AZIONI RICHIESTE:
**A.** Traduci in inglese questa frase del brano sulle migrazioni in Europa: "Nei 27 Paesi dell'UE si calcolano 24 milioni di migranti, per la più parte provenienti dagli stessi Paesi dell'Unione."
**B.** Rispondi alle seguenti domande sul brano sulle migrazioni in Europa:
(i) Secondo le valutazioni recenti, quanti sarebbero i migranti "irregolari"?
(ii) A che cosa la politica migratoria dell'Europa lascia libertà di circolazione?
(iii) In quale città e in quali mesi si è svolto il congresso citato alla fine?
**C.** Prosegui il brano sulle migrazioni in Europa a partire dal punto in cui si interrompe.

Nei 27 Paesi dell'UE si calcolano 24 milioni di migranti,
per la più parte provenienti dagli stessi Paesi dell'Unione. Secondo
valutazioni recenti i migranti 'irregolari' sarebbero fra i 4.5 e gli 8
milioni, con un aumento stimato fra i 350 e i 500 mila all'anno.
Di fatto, l'Europa,sentendosi 'fortezza' assediata,
affronta sulla difensiva il fenomeno della mobilità. La
'governance' delle migrazioni
e la lotta contro l'immigrazione irregolare sono prospettate come la
soluzione principale per dare sicurezza alle società europee, inserendo
il controllo dell'immigrazione nell'ottica della lotta al
terrorismo...viene, così, proposta e ribadita la trilogia inaccettabile:
'immigrazione – criminalità e terrorismo – insicurezza'. Per tale
ragione, la politica migratoria dell'Europa afferma la chiusura delle
frontiere alle persone, ma la libertà di circolazione alle informazioni,
ai beni ed ai capitali. Si va diffondendo un atteggiamento politico di
rifiuto degli immigrati, mentre le economie continuano a richiederne
l'assunzione. Probabilmente vedremo presto calare nuove cortine di
ferro, con serrati pattugliamenti alle frontiere e nuove misure di
difesa delle coste.
C'è chi si azzarda ad affermare che il rafforzamento delle
frontiere non serve solo ed in primo luogo a fermare i movimenti
migratori -i quali di fatto continuano- ma a definire come irregolari i
migranti che le attraversano, dando loro un'identità che li pone in una
posizione di inferiorità e di mancanza di diritti:
un esercito di invisibili ricattabile e sfruttabile
(Mons.Antonio M. Vegliò,VIII congresso Eu, Màlaga, aprile- maggio 2010).

INFORMAZIONI FORNITE:
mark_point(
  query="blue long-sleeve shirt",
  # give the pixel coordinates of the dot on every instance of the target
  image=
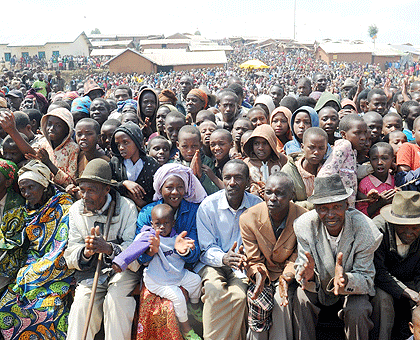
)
(185, 221)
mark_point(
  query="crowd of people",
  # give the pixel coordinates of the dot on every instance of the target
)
(236, 204)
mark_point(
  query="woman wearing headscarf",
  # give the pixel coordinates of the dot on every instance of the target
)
(177, 186)
(11, 240)
(35, 304)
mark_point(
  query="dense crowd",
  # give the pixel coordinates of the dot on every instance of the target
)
(280, 203)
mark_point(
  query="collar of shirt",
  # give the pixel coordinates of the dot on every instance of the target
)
(133, 170)
(402, 248)
(224, 204)
(376, 182)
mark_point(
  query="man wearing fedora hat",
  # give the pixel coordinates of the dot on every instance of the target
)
(336, 246)
(87, 218)
(397, 262)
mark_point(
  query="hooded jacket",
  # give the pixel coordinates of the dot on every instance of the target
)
(141, 114)
(259, 170)
(119, 173)
(295, 144)
(324, 99)
(65, 155)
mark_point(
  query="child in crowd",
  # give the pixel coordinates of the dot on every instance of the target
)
(11, 151)
(328, 121)
(206, 128)
(107, 130)
(374, 122)
(379, 186)
(263, 159)
(173, 123)
(391, 122)
(342, 159)
(302, 119)
(204, 115)
(396, 139)
(189, 145)
(240, 126)
(410, 110)
(220, 144)
(99, 110)
(165, 274)
(158, 148)
(257, 116)
(131, 167)
(279, 121)
(408, 157)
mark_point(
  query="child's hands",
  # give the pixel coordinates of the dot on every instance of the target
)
(196, 165)
(135, 188)
(116, 268)
(154, 244)
(182, 244)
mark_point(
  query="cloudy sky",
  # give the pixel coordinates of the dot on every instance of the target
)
(32, 21)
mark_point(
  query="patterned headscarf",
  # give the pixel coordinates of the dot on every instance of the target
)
(8, 169)
(194, 191)
(81, 104)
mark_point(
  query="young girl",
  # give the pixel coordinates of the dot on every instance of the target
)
(263, 159)
(279, 121)
(379, 186)
(342, 159)
(131, 167)
(301, 120)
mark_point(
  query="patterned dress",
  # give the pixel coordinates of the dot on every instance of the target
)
(34, 306)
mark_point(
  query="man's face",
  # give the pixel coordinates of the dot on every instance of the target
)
(93, 195)
(186, 85)
(332, 215)
(407, 233)
(235, 181)
(121, 95)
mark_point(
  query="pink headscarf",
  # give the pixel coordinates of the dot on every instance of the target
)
(194, 191)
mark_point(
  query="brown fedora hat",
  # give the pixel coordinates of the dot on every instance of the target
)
(404, 209)
(329, 190)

RISPOSTE:
**A.** In the 27 EU countries there are an estimated 24 million migrants, most of them coming from the Union's own countries.

**B.**
(i) Fra i 4,5 e gli 8 milioni.
(ii) Alle informazioni, ai beni e ai capitali.
(iii) A Màlaga, fra aprile e maggio 2010.

**C.**
Il contesto italiano
Xenofobia montante
Noi missionari che siamo stati a lungo ospiti dei popoli
africani, sudamericani, asiatici assistiamo ora in patria ad un
accanimento senza precedenti nei confronti degli immigrati in mezzo a
noi. Stiamo assistendo a una massiccia e crescente violazione dei
diritti umani nei loro confronti. E questo avviene nell’indifferenza da
parte dei cittadini italiani, immemori di quanto i nostri migranti
avevano sofferto. Non stiamo forse ripetendo sugli immigrati in mezzo a
noi quello che i nostri nonni hanno subito quando anche loro emigravano?
Non possiamo accettare che il capo del Governo italiano affermi
che: ”Una riduzione degli extra comunitari significa meno forze che
vanno ad ingrossare la criminalità”. E’ un’affermazione
molto grave. Il segretario della CEI, mons. Crociata ha ribattuto
giustamente: ”Gli immigrati delinquono tanto quanto gli italiani. Non è
vero che riducendo gli immigrati clandestini
si riduce anche la criminalità“.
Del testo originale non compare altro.